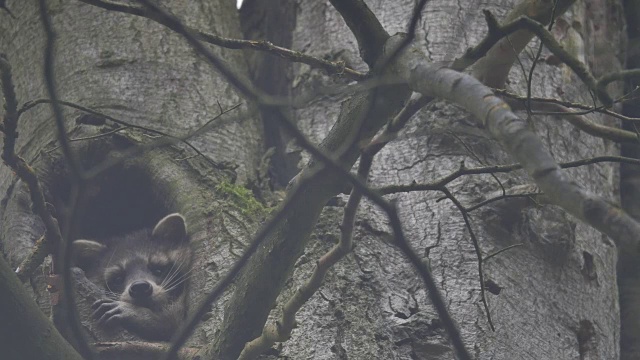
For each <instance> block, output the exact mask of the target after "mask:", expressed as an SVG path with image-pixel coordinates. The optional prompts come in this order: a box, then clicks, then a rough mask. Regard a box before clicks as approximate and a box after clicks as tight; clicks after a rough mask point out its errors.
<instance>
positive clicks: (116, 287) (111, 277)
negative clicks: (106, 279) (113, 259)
mask: <svg viewBox="0 0 640 360" xmlns="http://www.w3.org/2000/svg"><path fill="white" fill-rule="evenodd" d="M107 284H108V285H109V287H112V288H118V287H121V286H122V284H124V276H122V275H115V276H112V277H110V278H109V280H107Z"/></svg>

....

■ Work to complete:
The response should repeat every entry above exactly and include none of the pictures.

■ Response to this exercise:
For each <instance> block, output the exact mask of the target after "mask:", expressed as an SVG path with image-pixel coordinates. The optional prompts come in this order: a box, then clicks, then a rough mask. Regard a box before clicks as approximate and a box after clicks as tight; clicks after a rough mask point out its errors.
<instance>
positive clicks: (116, 287) (111, 277)
negative clicks: (106, 279) (113, 259)
mask: <svg viewBox="0 0 640 360" xmlns="http://www.w3.org/2000/svg"><path fill="white" fill-rule="evenodd" d="M107 284H108V285H109V287H112V288H118V287H121V286H122V284H124V276H122V275H115V276H112V277H110V278H109V280H107Z"/></svg>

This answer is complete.